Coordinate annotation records

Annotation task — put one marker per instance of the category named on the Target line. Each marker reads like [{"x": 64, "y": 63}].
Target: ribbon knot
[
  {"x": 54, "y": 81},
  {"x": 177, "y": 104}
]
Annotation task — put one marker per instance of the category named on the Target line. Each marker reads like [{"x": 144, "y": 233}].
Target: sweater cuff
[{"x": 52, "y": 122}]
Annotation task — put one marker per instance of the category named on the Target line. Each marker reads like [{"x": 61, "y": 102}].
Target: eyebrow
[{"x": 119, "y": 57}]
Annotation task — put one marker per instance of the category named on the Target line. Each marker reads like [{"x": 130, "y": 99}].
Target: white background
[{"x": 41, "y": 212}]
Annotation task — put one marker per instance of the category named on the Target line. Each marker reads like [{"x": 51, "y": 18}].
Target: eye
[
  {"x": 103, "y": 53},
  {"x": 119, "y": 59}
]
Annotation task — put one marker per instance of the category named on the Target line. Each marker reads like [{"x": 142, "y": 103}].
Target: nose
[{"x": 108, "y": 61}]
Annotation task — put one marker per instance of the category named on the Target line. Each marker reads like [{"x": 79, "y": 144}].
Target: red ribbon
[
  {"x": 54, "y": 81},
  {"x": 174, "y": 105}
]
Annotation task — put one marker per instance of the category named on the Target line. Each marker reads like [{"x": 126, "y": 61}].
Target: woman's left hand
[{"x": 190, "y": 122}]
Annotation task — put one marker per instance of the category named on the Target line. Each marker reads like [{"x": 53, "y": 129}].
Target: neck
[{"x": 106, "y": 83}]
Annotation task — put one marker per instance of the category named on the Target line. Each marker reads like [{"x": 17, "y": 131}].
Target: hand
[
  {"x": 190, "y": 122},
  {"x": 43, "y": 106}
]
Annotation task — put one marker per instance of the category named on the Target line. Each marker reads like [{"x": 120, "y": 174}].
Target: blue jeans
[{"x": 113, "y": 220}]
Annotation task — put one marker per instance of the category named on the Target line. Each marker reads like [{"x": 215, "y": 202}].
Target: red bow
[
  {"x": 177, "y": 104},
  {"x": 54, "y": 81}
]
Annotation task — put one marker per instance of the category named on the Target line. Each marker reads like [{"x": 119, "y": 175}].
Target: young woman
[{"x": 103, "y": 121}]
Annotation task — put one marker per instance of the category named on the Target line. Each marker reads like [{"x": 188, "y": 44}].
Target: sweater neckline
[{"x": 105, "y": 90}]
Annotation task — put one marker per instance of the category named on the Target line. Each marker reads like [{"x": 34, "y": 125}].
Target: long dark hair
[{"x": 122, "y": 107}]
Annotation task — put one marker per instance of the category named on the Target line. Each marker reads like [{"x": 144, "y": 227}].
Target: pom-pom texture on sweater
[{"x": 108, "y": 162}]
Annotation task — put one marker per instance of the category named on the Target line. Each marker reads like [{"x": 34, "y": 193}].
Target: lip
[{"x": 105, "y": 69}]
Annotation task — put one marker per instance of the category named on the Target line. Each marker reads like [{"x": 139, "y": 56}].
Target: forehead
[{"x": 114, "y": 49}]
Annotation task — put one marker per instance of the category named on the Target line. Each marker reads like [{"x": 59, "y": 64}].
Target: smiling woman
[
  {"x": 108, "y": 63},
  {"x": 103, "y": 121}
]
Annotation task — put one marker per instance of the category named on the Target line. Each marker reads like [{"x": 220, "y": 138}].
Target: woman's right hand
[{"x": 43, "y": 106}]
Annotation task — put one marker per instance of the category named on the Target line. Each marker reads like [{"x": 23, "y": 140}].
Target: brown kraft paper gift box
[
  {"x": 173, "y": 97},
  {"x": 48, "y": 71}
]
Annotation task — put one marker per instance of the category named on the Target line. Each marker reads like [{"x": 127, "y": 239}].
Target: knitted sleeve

> _The task_
Give back every line of the records that contains the word "hand", matching its case exactly.

> _Exercise response_
Target: woman's left hand
Target: hand
Target: woman's right hand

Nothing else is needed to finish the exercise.